◆ **Extrait du texte**
..........
"Conversation avec" Caroline Mazel et Loeiz Caradec

Caroline Mazel

Caroline Mazel est architecte, Maitresse de conférences à l'ENSAP Bordeaux dans le champ Théorie et Pratique de la Conception Architecturale et Urbaine, chercheure au sein du laboratoire PAVE (Profession Architecture Ville Environnement) et coordinatrice pédagogique des Formations spécialisées en Culture architecturale et Médiation. Fondatrice de Médiarchi, elle y mène des actions de sensibilisation à destination d’un large public se positionnant comme "architecte-médiateur". Ses recherches portent sur la culture architecturale des Français, le patrimoine du XXe siècle et son adaptation, ainsi que l'Architecture Contemporaine Remarquable. Pour en savoir plus, cliquez ici !

Loeiz Caradec

Loeiz Caradec est architecte DPLG, co-fondateur de l'agence Caradec & Risterucci Architectes (Paris), Maitre de conférences au sein de l'ENSAP Bordeaux dans le champ des Théories et Pratiques de la Conception Architecturale et Urbaine, et membre du laboratoire PAVE (Profession Architecture Ville Environnement). Ses enseignements portent notamment sur la question de l’habitat et ses recherches sur l’Architecture Contemporaine Remarquable. Pour en savoir plus, cliquez ici !

Pourriez-vous vous présenter en deux mots ?

Nous sommes tous les deux architectes, maitres de conférences à l’école d’architecture et de paysage de Bordeaux, engagés de longue date au sein du domaine « Habitats » qui a été fondé par une équipe d’architectes très active dans ce type de programme – le logement – au sein de leur activité libérale d’architectes praticiens. A la fin des années 1990, ces architectes ont œuvré au rapprochement avec une équipe de sociologues, dans le cadre de l’enseignement du projet mais aussi dans la construction d’une équipe de recherche qui est devenue l’actuel laboratoire de recherche PAVE (Profession Architecture Ville Environnement) au sein duquel nous travaillons tous deux. Nous nous inscrivons plus spécifiquement à travers deux axes : le premier concerne les questions de l’habiter et de l’habitat, le second a trait à l’architecture, les théories et les projets. Au sein de ces axes, nous allions deux positions, une de recul – plutôt propre à la production de savoirs disciplinaires – afin de répondre au besoin de renouvellement des connaissances dans le champ des Théories et Pratiques de la Conception Architecturale et Urbaine en lien avec les évolutions sociétales dans le domaine de l’habitat ; et une autre position de valorisation des acquis pour la conception du projet d’architecture.

A quelles méthodes sensibilisez-vous les étudiants dans le cadre de cet enseignement de l’habiter, de l’habitat ?

Nous nous positionnons par rapport au travail d’analyse spatiale dont l'analyse typo-morphologique, qui nous semble être devenu marginale en ENSA. La chaire « Le logement demain » a présenté un premier panorama des enseignements autour du logement en écoles d’architecture qui, comme cela a été dit, est un travail en construction. Ce repérage interroge en tout cas la place des enseignements théoriques, et plus spécifiquement l’analyse typo-morphologique. Il nous semble que la forme pédagogique de l’analyse spatiale est un peu mise de côté, alors que nous la pensons nécessaire, raison pour laquelle nous l’avons reconsidérée comme une méthode opérationnelle à la base de l’acte de conception du projet d’architecture.
..........
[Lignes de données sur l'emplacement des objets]
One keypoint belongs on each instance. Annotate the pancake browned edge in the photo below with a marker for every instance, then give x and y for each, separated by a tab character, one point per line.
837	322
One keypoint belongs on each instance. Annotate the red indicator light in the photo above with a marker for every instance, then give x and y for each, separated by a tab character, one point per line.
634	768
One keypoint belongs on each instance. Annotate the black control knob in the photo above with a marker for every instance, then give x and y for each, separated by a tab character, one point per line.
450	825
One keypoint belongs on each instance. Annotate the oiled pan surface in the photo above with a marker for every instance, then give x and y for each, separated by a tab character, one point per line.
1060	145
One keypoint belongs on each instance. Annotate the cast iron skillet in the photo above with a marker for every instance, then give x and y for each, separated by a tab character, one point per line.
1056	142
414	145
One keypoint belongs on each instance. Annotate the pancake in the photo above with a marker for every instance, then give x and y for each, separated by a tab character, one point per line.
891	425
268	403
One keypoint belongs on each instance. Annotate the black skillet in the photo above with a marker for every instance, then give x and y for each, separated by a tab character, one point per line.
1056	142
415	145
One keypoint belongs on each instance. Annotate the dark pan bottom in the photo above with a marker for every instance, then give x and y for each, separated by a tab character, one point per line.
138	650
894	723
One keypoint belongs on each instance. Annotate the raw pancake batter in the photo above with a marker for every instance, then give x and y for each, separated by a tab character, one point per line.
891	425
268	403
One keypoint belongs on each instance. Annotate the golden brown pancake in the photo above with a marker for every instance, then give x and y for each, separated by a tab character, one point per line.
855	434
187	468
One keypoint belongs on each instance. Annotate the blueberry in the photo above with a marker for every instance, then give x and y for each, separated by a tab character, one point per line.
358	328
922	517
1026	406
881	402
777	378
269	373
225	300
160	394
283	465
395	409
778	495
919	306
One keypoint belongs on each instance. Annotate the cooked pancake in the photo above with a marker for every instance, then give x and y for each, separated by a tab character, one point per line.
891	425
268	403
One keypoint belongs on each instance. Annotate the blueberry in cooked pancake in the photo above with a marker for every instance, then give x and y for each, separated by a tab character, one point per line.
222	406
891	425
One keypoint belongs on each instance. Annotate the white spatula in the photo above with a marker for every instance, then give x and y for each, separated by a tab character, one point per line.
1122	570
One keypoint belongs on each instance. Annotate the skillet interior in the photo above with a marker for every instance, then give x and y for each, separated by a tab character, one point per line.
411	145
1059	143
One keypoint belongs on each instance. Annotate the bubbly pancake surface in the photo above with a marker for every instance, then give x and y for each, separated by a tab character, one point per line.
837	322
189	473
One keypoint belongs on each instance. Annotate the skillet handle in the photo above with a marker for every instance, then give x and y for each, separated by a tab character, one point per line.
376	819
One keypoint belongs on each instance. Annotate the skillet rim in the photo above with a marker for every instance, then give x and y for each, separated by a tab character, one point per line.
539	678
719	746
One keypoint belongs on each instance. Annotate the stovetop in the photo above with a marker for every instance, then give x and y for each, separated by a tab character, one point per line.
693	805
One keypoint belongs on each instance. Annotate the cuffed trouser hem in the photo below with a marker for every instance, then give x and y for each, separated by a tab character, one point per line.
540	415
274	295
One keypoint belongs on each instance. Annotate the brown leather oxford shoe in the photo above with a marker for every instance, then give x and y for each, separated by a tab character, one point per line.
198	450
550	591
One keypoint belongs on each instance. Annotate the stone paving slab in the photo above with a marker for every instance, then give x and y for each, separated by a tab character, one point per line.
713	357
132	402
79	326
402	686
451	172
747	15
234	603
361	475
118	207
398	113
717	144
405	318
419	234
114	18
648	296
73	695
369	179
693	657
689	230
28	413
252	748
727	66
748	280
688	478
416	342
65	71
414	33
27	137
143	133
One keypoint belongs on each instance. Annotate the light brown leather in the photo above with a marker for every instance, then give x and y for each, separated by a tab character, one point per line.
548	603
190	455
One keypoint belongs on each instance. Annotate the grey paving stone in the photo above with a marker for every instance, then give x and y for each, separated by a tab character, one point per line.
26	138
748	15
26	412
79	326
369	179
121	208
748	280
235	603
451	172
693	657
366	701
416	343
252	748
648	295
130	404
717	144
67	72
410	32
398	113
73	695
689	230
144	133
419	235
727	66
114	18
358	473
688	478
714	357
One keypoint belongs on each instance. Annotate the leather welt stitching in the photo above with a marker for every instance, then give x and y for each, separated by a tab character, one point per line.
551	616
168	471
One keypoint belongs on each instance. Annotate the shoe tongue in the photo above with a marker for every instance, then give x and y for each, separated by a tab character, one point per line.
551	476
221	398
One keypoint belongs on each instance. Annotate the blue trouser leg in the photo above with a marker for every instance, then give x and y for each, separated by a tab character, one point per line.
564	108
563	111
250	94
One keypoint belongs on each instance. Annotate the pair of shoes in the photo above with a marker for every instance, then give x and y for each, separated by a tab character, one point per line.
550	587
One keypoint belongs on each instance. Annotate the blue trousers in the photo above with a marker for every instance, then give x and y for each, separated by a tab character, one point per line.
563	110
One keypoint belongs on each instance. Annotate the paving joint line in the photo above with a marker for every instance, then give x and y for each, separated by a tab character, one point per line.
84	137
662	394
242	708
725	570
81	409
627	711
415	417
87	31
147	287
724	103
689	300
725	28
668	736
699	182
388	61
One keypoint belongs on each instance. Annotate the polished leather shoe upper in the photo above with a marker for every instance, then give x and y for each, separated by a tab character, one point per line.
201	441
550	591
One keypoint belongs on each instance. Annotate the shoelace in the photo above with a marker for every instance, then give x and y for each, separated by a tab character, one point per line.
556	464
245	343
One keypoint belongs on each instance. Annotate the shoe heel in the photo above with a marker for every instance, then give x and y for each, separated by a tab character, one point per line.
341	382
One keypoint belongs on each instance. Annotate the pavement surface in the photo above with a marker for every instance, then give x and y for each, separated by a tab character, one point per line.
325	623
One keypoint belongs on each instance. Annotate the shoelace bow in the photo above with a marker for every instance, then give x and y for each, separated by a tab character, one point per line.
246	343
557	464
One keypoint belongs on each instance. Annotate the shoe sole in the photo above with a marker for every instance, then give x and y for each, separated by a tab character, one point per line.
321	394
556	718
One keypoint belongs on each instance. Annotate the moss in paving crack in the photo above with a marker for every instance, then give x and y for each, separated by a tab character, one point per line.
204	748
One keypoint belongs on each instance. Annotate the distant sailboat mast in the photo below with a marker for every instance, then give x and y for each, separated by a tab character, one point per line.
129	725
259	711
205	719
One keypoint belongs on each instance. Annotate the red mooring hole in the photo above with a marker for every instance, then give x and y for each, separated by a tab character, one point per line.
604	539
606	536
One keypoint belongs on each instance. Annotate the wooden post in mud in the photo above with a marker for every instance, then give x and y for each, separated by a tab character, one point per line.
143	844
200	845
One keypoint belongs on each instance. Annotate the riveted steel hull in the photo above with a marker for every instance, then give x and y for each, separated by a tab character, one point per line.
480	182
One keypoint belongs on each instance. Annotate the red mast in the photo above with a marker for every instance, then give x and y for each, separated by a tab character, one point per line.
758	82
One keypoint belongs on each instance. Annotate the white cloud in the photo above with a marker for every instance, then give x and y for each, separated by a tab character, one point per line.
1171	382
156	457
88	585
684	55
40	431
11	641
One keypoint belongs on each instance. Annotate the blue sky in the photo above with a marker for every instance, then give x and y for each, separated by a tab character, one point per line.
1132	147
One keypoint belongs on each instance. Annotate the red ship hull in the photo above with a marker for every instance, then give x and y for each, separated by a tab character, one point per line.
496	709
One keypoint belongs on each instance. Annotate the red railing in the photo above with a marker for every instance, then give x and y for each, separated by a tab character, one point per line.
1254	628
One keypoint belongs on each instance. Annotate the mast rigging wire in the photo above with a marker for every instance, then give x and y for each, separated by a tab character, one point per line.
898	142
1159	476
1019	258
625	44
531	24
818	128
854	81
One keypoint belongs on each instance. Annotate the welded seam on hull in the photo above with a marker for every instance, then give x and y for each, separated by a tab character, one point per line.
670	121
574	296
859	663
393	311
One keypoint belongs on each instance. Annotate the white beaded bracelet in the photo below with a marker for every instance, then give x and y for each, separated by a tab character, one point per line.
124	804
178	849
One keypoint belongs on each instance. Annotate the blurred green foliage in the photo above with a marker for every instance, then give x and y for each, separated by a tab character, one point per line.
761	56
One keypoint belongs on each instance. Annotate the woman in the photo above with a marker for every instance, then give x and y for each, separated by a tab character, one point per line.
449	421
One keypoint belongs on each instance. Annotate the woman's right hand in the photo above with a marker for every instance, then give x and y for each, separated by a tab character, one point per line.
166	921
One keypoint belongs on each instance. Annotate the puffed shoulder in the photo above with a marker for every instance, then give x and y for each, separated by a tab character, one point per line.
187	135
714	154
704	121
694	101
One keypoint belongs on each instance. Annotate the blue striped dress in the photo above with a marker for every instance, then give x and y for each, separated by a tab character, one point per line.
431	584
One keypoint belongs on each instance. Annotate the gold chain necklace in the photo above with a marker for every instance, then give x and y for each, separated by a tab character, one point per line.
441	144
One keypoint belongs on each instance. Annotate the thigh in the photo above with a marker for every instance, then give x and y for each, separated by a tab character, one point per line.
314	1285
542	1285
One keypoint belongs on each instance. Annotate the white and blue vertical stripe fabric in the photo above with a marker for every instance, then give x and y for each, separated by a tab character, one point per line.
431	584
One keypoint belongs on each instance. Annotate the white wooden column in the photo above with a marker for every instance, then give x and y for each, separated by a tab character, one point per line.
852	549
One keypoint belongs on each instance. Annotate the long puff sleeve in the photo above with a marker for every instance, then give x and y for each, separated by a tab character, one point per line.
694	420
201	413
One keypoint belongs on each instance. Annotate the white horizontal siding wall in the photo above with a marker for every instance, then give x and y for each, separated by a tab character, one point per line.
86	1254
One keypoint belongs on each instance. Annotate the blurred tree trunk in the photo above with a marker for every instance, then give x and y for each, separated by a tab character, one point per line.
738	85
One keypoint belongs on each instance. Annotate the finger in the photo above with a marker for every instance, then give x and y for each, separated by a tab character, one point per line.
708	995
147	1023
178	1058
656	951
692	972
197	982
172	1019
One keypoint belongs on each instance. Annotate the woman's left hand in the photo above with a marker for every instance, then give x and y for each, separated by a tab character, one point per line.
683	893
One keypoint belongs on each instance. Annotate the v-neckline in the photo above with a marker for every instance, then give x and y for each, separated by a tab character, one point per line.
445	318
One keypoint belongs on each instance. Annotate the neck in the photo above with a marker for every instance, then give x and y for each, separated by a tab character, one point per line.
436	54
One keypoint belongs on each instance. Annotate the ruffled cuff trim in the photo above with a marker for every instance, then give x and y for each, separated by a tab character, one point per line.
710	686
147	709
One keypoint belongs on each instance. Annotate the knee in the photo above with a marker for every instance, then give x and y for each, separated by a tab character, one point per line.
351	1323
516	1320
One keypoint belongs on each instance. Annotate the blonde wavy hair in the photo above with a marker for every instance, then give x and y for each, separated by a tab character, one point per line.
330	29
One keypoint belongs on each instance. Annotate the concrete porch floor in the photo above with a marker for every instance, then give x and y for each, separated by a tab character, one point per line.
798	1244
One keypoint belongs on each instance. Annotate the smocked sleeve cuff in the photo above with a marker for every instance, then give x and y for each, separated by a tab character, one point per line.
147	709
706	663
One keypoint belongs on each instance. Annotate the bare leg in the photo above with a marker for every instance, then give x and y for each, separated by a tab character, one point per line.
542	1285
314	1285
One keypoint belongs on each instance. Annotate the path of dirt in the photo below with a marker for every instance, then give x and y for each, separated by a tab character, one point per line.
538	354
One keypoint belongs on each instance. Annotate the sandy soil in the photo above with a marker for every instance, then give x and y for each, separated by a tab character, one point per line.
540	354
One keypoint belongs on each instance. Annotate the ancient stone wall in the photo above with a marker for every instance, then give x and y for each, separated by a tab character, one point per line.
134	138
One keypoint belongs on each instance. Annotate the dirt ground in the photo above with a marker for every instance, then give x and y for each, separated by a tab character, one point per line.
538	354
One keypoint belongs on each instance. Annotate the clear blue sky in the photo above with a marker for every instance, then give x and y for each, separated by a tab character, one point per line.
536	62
..........
◆ **Énoncé écrit A**
Indiquez si chacun des énoncés suivants concorde avec l'entretien avec Caroline Mazel et Loeiz Caradec, en répondant par oui ou par non et en citant à l'identique les mots décisifs de l'entretien : (i) Caroline Mazel a fondé Médiarchi ; (ii) Loeiz Caradec a cofondé une agence d'architecture établie à Bordeaux ; (iii) le rapprochement avec une équipe de sociologues remonte à la fin des années 1990.
◆ **Énoncé écrit B**
Rédigez la suite de l'entretien avec Caroline Mazel et Loeiz Caradec à partir de sa dernière phrase.
Les enregistrements ne servent à rien ici.

◆ **Réponse attendue A**
(i) Oui : « Fondatrice de Médiarchi ».
(ii) Non : « co-fondateur de l'agence Caradec & Risterucci Architectes (Paris) ».
(iii) Oui : « A la fin des années 1990, ces architectes ont œuvré au rapprochement avec une équipe de sociologues ».

◆ **Réponse attendue B**
Pédagogiquement, comment cela se caractérise ?

Nous avons plus spécifiquement construit deux enseignements autour de l’analyse architecturale et urbaine, où nous partons du postulat que nous ne pouvons pas progresser dans la production et la transformation du logement sans être en lien avec les expériences passées. Par ailleurs, la connaissance des types et dispositifs architecturaux – pour faire référence à une formule de Carlos Marti Aris – semble être une tendance objective en architecture. Nous faisons par ailleurs l’hypothèse que toute architecture contient des principes types, qui renvoient à des éléments invariants, et qu’au sein de toute évolution réside une permanence. Nous pensons qu’il importe, pour un architecte, de connaitre ces éléments et principes. Cela nous amène à aborder la question de la culture architecturale de l’architecte, et du futur architecte, sur laquelle nous travaillons au sein du laboratoire PAVE. A ce titre, nous avons été les auteurs avec Guy Tapie d’une publication sur la culture architecturale des Français, pour laquelle une partie de notre travail portait sur la culture architecturale des architectes et des étudiants en ENSA.

Et plus concrètement ?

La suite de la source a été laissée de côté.